**EXERCISE GOAL:**
From the listing below, pick out each line that contains the word "metal" and copy those lines.

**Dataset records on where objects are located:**

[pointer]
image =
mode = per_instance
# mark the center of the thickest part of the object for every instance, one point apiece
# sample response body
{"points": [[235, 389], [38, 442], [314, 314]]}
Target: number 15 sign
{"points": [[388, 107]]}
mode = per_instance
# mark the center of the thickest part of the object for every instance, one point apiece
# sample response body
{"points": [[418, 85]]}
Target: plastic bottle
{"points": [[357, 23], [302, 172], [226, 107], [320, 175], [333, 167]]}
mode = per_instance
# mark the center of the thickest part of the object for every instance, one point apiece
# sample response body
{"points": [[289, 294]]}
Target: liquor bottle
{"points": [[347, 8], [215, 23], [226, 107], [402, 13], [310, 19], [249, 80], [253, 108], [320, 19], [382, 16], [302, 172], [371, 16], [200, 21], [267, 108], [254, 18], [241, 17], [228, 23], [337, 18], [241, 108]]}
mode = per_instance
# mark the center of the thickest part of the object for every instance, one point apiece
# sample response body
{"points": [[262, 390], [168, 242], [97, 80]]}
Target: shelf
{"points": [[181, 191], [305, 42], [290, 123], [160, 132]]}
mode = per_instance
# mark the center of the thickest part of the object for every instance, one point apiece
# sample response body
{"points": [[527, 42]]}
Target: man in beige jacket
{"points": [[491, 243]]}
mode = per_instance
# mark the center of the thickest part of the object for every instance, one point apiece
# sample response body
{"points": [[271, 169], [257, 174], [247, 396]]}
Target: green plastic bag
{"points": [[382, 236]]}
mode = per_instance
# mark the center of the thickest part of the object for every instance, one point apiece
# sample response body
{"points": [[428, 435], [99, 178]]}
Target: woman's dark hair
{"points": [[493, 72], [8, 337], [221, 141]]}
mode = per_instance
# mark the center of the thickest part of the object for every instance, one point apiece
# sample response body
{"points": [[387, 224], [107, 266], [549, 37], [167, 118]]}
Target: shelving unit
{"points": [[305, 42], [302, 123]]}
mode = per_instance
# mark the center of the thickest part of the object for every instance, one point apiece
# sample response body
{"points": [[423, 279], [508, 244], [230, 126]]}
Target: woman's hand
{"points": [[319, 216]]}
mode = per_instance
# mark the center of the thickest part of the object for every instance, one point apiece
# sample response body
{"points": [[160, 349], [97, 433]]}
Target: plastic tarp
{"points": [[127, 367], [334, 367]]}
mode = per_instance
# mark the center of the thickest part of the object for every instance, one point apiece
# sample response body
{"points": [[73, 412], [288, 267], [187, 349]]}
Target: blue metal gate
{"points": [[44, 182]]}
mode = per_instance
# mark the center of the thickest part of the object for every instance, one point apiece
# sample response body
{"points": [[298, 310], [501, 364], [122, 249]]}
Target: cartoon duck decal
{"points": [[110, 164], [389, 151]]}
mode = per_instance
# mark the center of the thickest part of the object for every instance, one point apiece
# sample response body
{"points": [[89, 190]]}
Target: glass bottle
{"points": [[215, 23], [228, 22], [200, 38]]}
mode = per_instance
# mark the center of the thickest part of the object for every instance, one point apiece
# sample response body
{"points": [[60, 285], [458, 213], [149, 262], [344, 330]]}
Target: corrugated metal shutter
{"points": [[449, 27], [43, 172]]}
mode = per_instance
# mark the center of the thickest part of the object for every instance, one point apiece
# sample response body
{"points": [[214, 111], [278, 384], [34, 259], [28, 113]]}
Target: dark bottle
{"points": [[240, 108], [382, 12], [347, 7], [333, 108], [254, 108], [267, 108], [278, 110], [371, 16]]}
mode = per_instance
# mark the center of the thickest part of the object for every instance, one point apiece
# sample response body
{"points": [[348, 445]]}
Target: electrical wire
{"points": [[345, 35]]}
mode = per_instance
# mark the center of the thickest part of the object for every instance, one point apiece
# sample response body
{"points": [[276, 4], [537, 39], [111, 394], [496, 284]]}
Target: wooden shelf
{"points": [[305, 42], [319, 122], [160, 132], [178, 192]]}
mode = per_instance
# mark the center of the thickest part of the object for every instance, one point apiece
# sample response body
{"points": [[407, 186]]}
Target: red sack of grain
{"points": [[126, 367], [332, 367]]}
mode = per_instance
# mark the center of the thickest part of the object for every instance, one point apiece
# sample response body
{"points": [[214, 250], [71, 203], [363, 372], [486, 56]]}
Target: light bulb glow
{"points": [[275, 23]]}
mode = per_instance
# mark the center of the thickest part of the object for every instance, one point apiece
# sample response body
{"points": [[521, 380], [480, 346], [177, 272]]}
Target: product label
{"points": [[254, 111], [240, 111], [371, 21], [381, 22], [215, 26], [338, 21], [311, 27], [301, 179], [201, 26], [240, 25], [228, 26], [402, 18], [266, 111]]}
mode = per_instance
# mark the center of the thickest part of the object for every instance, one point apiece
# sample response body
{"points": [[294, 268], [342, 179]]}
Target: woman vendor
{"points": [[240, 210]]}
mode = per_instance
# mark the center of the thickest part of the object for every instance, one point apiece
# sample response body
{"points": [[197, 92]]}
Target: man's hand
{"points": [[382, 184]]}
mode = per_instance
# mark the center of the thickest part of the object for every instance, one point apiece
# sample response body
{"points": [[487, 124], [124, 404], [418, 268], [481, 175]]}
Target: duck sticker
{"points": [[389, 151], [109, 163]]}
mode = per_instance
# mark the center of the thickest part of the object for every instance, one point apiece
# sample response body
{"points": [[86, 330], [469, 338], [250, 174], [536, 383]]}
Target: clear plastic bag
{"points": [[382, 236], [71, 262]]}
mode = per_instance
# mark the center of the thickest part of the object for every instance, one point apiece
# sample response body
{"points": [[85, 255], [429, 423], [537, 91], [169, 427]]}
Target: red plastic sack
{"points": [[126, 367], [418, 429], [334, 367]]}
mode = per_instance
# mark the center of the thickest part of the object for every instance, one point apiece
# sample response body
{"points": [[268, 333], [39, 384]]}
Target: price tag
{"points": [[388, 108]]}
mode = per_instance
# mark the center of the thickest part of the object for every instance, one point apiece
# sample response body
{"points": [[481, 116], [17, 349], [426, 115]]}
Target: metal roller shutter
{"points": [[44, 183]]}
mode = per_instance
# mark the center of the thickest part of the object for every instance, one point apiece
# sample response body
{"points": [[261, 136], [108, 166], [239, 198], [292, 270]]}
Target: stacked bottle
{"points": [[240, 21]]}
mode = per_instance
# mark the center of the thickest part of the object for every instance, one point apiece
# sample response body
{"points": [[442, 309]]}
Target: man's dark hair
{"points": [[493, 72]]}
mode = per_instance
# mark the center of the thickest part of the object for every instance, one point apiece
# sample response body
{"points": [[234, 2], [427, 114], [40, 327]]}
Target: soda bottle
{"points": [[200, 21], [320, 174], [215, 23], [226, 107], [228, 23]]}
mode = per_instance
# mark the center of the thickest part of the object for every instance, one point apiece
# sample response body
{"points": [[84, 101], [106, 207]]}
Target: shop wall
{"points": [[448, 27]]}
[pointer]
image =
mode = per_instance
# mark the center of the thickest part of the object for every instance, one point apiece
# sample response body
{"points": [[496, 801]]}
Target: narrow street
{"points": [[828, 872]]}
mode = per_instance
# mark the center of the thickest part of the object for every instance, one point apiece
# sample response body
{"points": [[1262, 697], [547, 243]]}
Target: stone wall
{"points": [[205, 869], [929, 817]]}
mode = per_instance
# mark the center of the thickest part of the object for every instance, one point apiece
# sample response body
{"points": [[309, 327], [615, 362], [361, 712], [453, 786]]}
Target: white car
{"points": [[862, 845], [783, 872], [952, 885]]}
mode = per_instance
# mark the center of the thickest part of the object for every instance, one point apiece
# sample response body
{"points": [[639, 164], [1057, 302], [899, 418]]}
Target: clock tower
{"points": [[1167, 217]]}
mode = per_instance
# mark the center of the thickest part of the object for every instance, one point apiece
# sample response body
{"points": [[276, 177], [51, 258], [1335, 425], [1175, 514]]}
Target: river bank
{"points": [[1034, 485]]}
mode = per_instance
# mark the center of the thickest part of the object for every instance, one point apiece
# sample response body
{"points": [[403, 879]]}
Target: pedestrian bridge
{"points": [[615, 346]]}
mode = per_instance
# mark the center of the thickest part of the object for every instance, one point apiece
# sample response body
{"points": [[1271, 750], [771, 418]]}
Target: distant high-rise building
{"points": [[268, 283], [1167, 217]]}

**PROBLEM SOLUTION:**
Target: blue metal gate
Target: corrugated metal shutter
Target: metal roller shutter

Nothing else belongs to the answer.